ФРАГМЕНТ ДОКУМЕНТА ▸
Напротив, термин conformitas несет на себе главную смысловую нагрузку, потому что указывает на истину как на сходство формы между вещью и ее образом в интеллекте. О том, что представляет собой эта conformitas в человеческом познании, и пойдет речь далее.
Все сказанное до сих пор, в том числе об истине как о мере и измеряемом, присутствует и у Фомы Аквинского. Различия обнаруживаются тогда, когда мы пытаемся прояснить онтологическую природу сообразности вещи и интеллекта. Для Фомы отношение между познающим интеллектом и вещью было отношением реального уподобления: conformitas означала, что в вещи и в интеллекте буквально присутствовала одна и та же форма, только в разных модусах бытия: в вещи - как субсистентная форма, то есть форма, существующая сама по себе, а в интеллекте - как акциденция умной субстанции; истина же мыслилась как отношение уравнивания между этими двумя модусами одной и той же формы. Напротив, в текстах XVII в истина мыслится как нечто абсолютное. А именно, она представляет собой просто формальную сущность вещи, то есть формальное содержание познаваемого объекта, к которой присоединяется именование, denominatio, познанности. Если взять эту формальную сущность со стороны интеллектуального акта, то истина будет внутренней характеристикой этого акта как познающего; если же взять ее со стороны вещи, то для нее истина будет внешним именованием от акта познания. Но ни с той, ни с другой стороны истина не будет реальным отношением между вещью и интеллектом. Более того, некоторые авторы утверждают, что даже когда речь идет о соотнесенности между творениями и божественными идеями, - даже и этом случае нет никакого реального отношения существующих творений к божественному интеллекту: достаточно того, что Бог мыслит формальные сущности тварных объектов как чистые объектные содержания и тем самым задает меру их истинности. Другими словами, когда авторы XVII в. говорят о сообразности вещи и интеллекта, они всегда говорят не об актуально существующей вещи как таковой, в ее эмпирическом бытии, а только об объекте, причем объект мыслится как формальная сущность вещи, которая может служить термином познания, даже не существуя в действительности. Это тем более справедливо в тех случаях, когда объектом оказывается вещь, не существующая вообще (кентавр) или вовсе невозможная (круглый квадрат). Поэтому, как правило, здесь нет речи ни о каком реальном отношении уподобления между физической формой вещи и ее же формой в интеллекте.

ВЫДЕРЖКИ ИЗ ЗАПИСЕЙ ▸

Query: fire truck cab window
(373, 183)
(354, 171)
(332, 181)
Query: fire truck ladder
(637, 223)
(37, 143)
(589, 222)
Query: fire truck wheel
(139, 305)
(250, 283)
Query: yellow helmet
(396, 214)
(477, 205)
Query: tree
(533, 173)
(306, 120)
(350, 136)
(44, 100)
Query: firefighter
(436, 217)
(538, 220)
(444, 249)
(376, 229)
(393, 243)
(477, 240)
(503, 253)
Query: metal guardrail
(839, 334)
==
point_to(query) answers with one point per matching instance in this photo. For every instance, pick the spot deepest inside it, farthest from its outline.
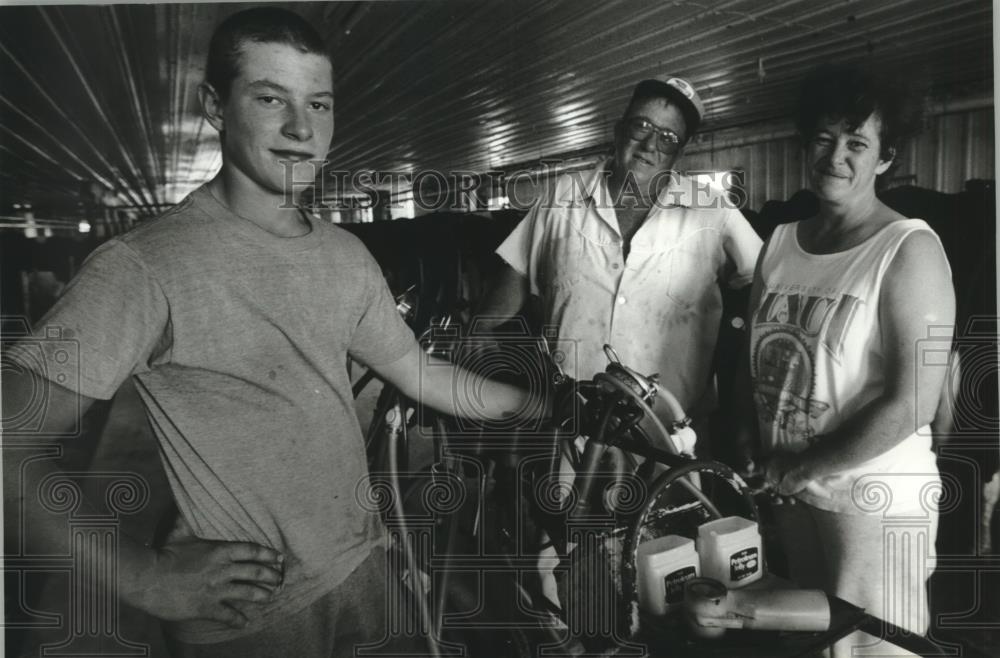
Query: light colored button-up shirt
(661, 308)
---
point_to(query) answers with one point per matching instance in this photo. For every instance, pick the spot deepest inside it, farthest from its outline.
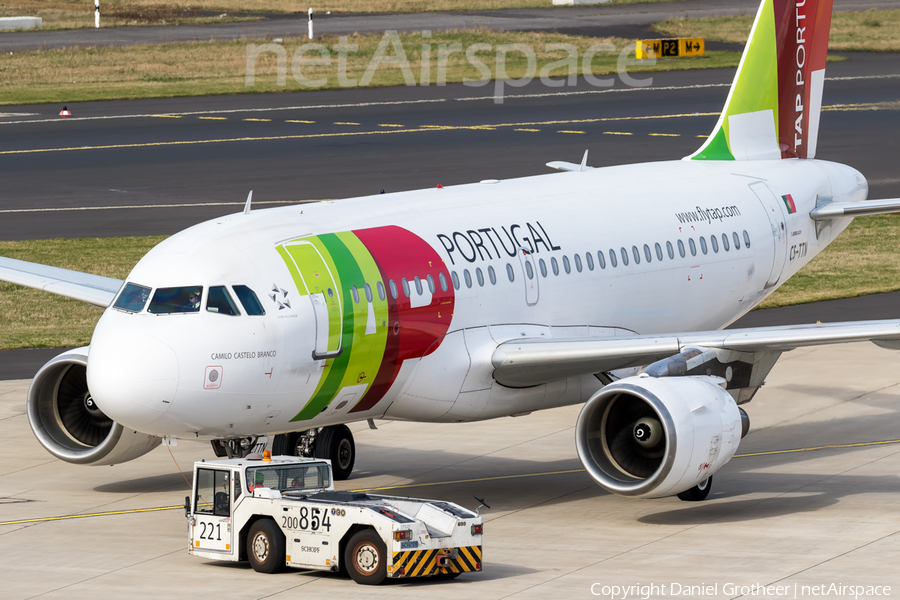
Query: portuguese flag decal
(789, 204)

ЗАДАНИЕ ▸
Ответьте по фрагменту об истине как сообразности вещи и интеллекта:
(а) Какой термин, согласно фрагменту, несет главную смысловую нагрузку?
(б) В каких модусах бытия, по Фоме Аквинскому, одна и та же форма присутствует в вещи и в интеллекте?
(в) Какие два примера приводятся для вещи несуществующей и для вещи вовсе невозможной?

ОТВЕТ ▸
(а) Термин conformitas.
(б) В вещи как субсистентная форма, то есть форма, существующая сама по себе, а в интеллекте как акциденция умной субстанции.
(в) Кентавр как вещь, не существующая вообще, и круглый квадрат как вещь вовсе невозможная.